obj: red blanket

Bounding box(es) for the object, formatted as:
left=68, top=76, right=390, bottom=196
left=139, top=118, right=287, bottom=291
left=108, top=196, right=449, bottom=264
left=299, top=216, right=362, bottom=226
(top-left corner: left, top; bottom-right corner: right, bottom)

--- --- ---

### [What you should do]
Up to and including the last line of the data, copy each line exactly, starting with the line that contains "left=299, top=216, right=362, bottom=226".

### [Solution for this problem]
left=299, top=216, right=362, bottom=226
(top-left corner: left, top; bottom-right corner: right, bottom)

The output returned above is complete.